## Raw records
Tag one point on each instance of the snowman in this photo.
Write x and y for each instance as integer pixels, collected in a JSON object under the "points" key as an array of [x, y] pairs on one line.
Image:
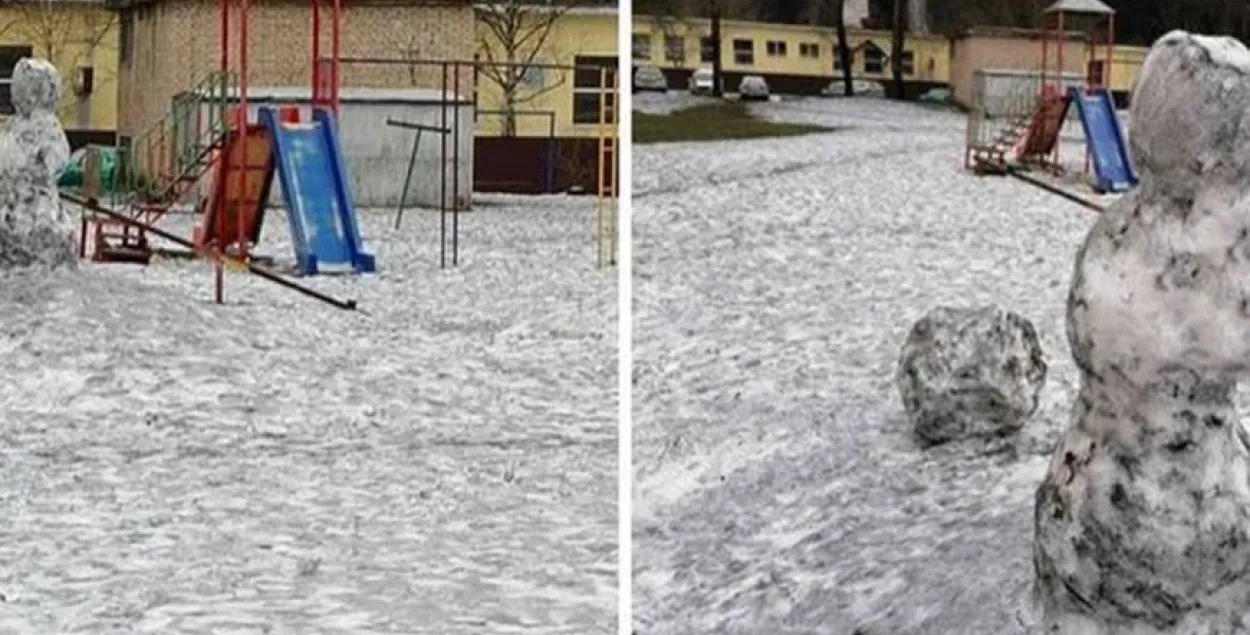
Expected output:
{"points": [[35, 229], [1143, 520]]}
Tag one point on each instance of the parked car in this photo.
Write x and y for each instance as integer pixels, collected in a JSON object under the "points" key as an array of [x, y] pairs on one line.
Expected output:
{"points": [[650, 78], [701, 81], [753, 88]]}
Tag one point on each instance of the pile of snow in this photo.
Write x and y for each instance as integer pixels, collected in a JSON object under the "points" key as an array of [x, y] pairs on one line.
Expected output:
{"points": [[970, 373], [35, 229]]}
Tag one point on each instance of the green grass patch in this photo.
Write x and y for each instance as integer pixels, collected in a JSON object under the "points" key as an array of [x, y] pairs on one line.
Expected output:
{"points": [[711, 123]]}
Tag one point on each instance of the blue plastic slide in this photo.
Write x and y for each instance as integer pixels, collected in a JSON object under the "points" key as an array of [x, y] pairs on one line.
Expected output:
{"points": [[324, 226], [1105, 140]]}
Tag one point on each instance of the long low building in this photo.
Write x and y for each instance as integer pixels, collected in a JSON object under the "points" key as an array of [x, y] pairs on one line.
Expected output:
{"points": [[801, 59]]}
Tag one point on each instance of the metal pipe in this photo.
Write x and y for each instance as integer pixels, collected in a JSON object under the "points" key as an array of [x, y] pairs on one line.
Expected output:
{"points": [[335, 51], [1053, 189], [241, 161], [216, 256], [443, 174]]}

## What the exercise asks
Repeat exactly the lines from the line containing "Tag one point on each instance of the parked" through the last line of the records above, including both, and nothing else.

## Exercise response
Tag one point on each instance of the parked car in this photo.
Write x and y for each instance as integer pixels, collected in a JSON object under the "points" key as an array of [x, y] pairs on one line.
Expected output:
{"points": [[650, 78], [701, 81], [753, 88]]}
Tag one point on each instance of the pile of snow in this photo.
Write x and y for each instance as integer pixels, collected in a JSON object under the "points" key as an array of [x, y] pairs on one line.
Expected output:
{"points": [[970, 373], [35, 229]]}
Tag one point on each instance of the green grass patch in this photo.
Write x and y for each instance as integer pixels, collected in a JSON object under the "points" key as an array of [x, y] pairs on one line.
Expected output:
{"points": [[711, 123]]}
Tag one point on each instance of the blue plastic slide in this photo.
Write x and y for each instance as integer pixels, collected in a JSON object under the "points" key as an array of [x, y] pairs on one line.
Expected output:
{"points": [[324, 226], [1105, 140]]}
Tag one point on each instance of the long low building in this photo.
Write x and y for each instance as integer pixels, collected in a JSON object under the "points" key as an array of [x, y] pairs on one line.
Expected output:
{"points": [[801, 59]]}
Tag one point on each instance of the metal pipe in this photo.
Write x and y for each instance as integer pixels, collected in a JSON object under the "points" key as an array of [x, y] pairs on one line.
Expected output:
{"points": [[335, 51], [1053, 189], [241, 161], [216, 256], [443, 174]]}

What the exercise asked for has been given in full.